WRITTEN PROBLEM 1:
In the passage below about passing Orange::from as a closure, list every distinct lifetime name that appears.

PROVIDED PASSAGE:
--------------------

I have a generic function that takes a closure as argument builder: impl for<'a> FnOnce(&'a String) -> Orange<'a>, and I have a impl<'a> From<&'a String> for Orange<'a> impl. I assumed I could have passed the Orange::from function as builder. But it complains with an error I don't really understand:
The problem is that the generic lifetime is declared "on" the Orange type rather than "on" the function itself. That is, there is an Orange<'lifetime1>::from method and an Orange<'lifetime2>::from method, and these are two different non-generic methods defined on different types that differ only by a lifetime. What you wanted is a single function that is generic.
There's no way to use From with this particular definition (impl for<'a> FnOnce(&'a String) -> Orange<'a>). From::from will always be a function with no lifetime parameters, because that's what it is in the trait definition
pub trait From<T> {
pub fn from(T) -> Self;
}
If you use a different trait, it could be possible - for instance, this could work:
It'd work because the into_orange function is generic (and thus matches the FnOnce definition), unlike from.

--------------------

WRITTEN PROBLEM 2:
Report how many lines in the rows below contain the string "blurred". Give only the number.

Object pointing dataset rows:
--------------------

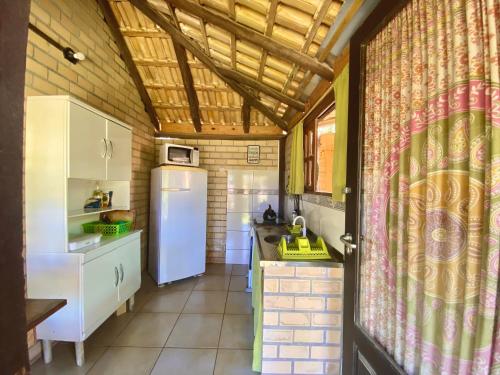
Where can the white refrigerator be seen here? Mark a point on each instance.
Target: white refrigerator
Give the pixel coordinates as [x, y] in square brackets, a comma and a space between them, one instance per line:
[178, 223]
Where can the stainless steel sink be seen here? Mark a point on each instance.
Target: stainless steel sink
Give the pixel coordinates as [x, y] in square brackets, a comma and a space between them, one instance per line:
[274, 239]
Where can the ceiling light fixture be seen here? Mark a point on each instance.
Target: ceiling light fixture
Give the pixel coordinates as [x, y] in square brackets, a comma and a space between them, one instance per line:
[68, 53]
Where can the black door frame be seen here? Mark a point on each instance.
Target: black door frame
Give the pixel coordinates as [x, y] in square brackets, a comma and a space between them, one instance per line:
[355, 339]
[14, 19]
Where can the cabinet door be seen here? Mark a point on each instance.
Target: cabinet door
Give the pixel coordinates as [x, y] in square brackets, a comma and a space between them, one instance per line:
[87, 144]
[129, 263]
[120, 152]
[100, 290]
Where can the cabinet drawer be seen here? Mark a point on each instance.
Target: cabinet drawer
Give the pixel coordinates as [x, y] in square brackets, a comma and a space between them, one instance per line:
[100, 292]
[129, 264]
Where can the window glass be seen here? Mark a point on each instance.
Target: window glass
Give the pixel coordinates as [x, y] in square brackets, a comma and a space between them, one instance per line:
[325, 133]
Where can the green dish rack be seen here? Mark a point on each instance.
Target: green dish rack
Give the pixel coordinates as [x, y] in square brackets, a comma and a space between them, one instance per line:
[112, 229]
[302, 249]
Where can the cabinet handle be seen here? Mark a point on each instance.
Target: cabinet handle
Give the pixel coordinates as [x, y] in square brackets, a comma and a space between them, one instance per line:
[105, 149]
[112, 149]
[122, 273]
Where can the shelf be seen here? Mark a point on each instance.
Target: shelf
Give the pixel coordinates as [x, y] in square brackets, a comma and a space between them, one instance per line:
[92, 211]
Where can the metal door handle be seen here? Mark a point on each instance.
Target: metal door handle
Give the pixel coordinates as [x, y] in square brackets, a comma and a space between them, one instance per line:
[112, 149]
[346, 239]
[106, 148]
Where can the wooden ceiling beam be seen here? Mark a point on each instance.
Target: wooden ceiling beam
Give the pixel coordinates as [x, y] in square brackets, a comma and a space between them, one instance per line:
[178, 36]
[271, 17]
[245, 116]
[248, 81]
[166, 63]
[125, 54]
[187, 78]
[211, 131]
[318, 18]
[254, 37]
[181, 107]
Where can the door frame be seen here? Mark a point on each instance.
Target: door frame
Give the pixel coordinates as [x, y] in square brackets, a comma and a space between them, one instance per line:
[354, 337]
[14, 19]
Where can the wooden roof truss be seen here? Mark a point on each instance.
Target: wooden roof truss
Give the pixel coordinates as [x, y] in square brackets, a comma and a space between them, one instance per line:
[222, 66]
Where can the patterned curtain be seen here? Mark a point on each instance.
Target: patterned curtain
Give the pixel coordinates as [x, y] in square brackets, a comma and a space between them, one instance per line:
[431, 188]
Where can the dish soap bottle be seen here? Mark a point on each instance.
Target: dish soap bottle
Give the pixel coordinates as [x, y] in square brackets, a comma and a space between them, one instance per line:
[98, 195]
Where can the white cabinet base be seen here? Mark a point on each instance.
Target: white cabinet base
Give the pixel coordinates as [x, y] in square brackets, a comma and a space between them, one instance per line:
[79, 353]
[47, 351]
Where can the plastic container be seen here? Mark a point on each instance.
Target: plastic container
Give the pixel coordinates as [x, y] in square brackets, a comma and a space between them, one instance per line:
[113, 229]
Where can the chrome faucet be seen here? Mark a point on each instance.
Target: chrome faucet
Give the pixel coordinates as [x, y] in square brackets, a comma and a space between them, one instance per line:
[304, 229]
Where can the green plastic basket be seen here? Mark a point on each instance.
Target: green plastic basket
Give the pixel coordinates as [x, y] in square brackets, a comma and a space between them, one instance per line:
[302, 249]
[113, 229]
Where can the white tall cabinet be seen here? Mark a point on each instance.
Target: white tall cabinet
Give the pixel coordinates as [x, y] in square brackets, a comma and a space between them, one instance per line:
[70, 149]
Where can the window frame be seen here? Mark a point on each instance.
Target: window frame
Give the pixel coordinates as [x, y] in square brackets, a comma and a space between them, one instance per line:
[325, 106]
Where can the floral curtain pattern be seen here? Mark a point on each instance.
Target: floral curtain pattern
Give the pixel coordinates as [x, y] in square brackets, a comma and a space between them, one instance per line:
[431, 188]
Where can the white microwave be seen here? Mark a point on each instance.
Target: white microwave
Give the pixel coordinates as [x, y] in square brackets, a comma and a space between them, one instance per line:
[179, 155]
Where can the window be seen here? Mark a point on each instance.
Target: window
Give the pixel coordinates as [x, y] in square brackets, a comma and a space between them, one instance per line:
[319, 142]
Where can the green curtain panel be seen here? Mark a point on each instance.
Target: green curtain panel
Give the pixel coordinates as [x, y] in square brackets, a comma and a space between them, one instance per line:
[296, 180]
[341, 87]
[429, 271]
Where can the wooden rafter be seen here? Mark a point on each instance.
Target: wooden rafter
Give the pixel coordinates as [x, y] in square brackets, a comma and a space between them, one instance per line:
[127, 58]
[248, 81]
[187, 77]
[245, 116]
[271, 16]
[232, 14]
[263, 41]
[318, 18]
[325, 52]
[162, 21]
[162, 105]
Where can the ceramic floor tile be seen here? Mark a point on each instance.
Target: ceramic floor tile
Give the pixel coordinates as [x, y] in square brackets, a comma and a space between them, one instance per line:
[180, 285]
[185, 362]
[240, 270]
[63, 362]
[238, 283]
[196, 331]
[126, 361]
[167, 301]
[234, 362]
[239, 303]
[147, 330]
[212, 282]
[218, 269]
[109, 330]
[206, 302]
[237, 332]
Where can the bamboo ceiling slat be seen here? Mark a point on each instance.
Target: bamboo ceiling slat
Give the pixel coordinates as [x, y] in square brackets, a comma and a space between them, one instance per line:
[298, 24]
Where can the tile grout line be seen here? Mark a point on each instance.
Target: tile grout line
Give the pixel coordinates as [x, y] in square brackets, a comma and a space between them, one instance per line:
[172, 330]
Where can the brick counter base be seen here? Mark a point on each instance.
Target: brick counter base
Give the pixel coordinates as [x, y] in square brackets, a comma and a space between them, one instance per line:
[302, 320]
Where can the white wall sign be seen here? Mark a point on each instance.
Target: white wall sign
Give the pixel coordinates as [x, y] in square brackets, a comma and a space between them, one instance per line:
[253, 154]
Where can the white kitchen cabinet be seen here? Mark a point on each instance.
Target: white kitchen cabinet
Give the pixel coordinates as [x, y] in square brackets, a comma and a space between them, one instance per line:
[92, 283]
[87, 143]
[129, 262]
[119, 153]
[100, 288]
[70, 149]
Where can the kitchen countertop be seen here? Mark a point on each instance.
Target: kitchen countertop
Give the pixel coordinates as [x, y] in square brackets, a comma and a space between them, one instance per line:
[269, 253]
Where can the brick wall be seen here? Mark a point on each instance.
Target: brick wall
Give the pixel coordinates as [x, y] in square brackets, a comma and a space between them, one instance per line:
[217, 156]
[324, 216]
[302, 320]
[101, 80]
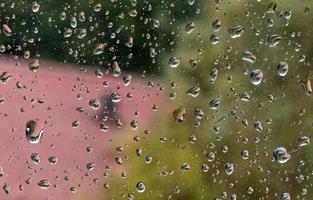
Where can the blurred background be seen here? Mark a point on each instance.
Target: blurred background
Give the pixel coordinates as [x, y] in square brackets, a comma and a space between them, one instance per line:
[194, 123]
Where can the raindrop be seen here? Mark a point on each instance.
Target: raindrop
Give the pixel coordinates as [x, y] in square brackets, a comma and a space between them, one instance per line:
[282, 69]
[140, 186]
[173, 62]
[190, 26]
[256, 77]
[248, 56]
[30, 128]
[215, 103]
[281, 155]
[44, 184]
[303, 141]
[235, 31]
[35, 158]
[229, 168]
[194, 91]
[115, 97]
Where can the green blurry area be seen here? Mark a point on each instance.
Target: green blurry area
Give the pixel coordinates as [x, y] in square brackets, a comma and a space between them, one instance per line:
[163, 177]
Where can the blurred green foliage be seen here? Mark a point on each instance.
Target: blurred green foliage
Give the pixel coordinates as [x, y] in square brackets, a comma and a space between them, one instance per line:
[280, 118]
[43, 31]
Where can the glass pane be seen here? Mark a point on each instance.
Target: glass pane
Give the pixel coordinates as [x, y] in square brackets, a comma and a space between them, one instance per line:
[156, 99]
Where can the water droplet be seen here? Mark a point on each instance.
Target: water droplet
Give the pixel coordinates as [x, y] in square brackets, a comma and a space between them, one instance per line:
[281, 155]
[256, 77]
[273, 40]
[116, 69]
[44, 184]
[34, 65]
[127, 79]
[213, 74]
[285, 196]
[248, 56]
[303, 141]
[282, 69]
[194, 91]
[235, 31]
[52, 160]
[35, 158]
[30, 129]
[6, 30]
[140, 186]
[35, 7]
[216, 25]
[6, 188]
[244, 96]
[215, 103]
[244, 154]
[115, 97]
[190, 26]
[90, 166]
[173, 62]
[99, 48]
[179, 114]
[94, 104]
[229, 168]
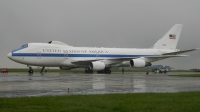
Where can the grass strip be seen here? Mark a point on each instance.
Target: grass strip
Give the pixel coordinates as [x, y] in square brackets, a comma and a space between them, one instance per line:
[145, 102]
[186, 75]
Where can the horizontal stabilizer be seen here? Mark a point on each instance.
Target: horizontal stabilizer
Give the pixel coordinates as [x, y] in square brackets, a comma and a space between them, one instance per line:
[180, 52]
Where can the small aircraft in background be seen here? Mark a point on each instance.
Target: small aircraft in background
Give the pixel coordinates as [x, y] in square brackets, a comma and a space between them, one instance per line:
[66, 57]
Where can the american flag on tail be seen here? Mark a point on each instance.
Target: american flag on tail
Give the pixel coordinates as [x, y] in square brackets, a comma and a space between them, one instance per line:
[172, 36]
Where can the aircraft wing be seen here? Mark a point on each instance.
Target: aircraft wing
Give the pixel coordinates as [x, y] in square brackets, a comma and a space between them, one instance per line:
[180, 52]
[117, 60]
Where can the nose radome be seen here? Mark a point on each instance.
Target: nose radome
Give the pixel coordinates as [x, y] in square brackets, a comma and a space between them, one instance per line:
[9, 55]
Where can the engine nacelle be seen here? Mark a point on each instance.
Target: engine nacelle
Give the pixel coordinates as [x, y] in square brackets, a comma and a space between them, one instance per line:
[97, 65]
[66, 68]
[137, 63]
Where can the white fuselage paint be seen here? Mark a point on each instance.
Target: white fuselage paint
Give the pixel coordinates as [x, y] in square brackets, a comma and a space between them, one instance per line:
[52, 55]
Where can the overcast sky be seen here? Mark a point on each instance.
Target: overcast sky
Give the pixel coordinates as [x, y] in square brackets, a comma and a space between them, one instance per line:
[101, 23]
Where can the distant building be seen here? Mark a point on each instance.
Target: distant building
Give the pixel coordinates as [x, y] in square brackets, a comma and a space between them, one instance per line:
[144, 68]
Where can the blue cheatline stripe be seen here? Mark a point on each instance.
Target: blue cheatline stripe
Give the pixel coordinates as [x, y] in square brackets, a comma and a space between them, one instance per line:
[75, 55]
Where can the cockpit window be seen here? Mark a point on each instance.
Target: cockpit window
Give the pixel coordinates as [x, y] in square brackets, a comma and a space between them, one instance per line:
[22, 47]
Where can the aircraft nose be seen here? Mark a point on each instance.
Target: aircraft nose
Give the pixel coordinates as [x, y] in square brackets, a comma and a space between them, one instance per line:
[9, 55]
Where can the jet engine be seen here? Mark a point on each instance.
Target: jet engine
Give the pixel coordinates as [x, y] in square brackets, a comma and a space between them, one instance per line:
[97, 65]
[137, 63]
[66, 68]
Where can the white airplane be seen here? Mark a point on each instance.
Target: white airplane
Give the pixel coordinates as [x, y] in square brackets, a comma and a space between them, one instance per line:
[58, 54]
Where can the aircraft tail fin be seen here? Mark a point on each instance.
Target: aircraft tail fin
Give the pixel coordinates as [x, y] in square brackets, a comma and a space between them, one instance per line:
[170, 39]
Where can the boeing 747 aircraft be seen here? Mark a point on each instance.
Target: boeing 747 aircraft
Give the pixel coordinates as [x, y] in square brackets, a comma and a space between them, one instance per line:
[66, 57]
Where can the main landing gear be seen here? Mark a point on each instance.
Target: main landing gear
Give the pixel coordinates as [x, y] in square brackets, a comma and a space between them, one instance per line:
[31, 70]
[88, 70]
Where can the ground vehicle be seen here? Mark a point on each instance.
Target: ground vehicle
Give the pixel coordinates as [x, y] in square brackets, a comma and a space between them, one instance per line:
[4, 70]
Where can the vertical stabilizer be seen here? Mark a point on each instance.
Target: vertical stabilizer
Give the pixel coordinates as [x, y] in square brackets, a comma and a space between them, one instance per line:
[170, 39]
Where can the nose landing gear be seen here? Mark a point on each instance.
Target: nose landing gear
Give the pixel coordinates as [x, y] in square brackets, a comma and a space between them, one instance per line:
[30, 70]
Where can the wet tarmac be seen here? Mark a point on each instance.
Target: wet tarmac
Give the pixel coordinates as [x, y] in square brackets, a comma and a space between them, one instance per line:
[24, 84]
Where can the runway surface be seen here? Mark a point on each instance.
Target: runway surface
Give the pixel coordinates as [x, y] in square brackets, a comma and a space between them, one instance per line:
[24, 84]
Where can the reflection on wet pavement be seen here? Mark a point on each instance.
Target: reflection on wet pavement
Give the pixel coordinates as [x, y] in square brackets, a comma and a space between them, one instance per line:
[24, 84]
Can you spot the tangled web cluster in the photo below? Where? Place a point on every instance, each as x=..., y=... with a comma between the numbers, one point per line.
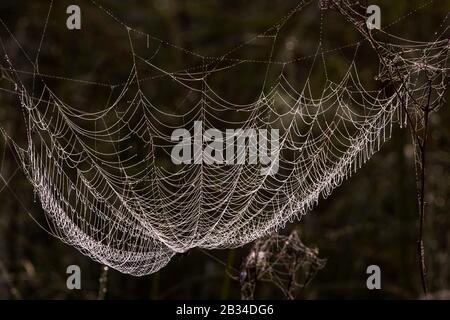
x=105, y=179
x=281, y=260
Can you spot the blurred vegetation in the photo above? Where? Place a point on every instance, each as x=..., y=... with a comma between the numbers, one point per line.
x=370, y=219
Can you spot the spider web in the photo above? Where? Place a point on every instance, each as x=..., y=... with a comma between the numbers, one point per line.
x=101, y=168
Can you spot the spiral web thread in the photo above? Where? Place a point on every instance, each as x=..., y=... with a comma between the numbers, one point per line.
x=128, y=207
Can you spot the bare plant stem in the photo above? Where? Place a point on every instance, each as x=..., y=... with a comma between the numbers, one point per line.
x=420, y=141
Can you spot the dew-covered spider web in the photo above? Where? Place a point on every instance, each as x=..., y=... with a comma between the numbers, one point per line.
x=98, y=137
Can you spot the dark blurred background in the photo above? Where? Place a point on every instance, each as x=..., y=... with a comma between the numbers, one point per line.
x=370, y=219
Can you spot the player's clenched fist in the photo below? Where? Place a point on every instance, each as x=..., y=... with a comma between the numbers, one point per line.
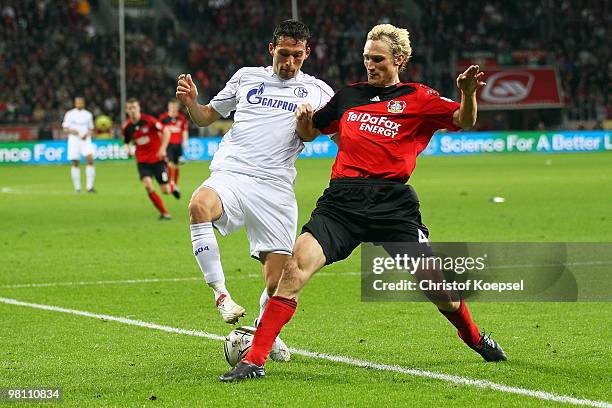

--------------------

FULL RESPONSE 1:
'a
'lifetime1
'lifetime2

FULL RESPONSE 2:
6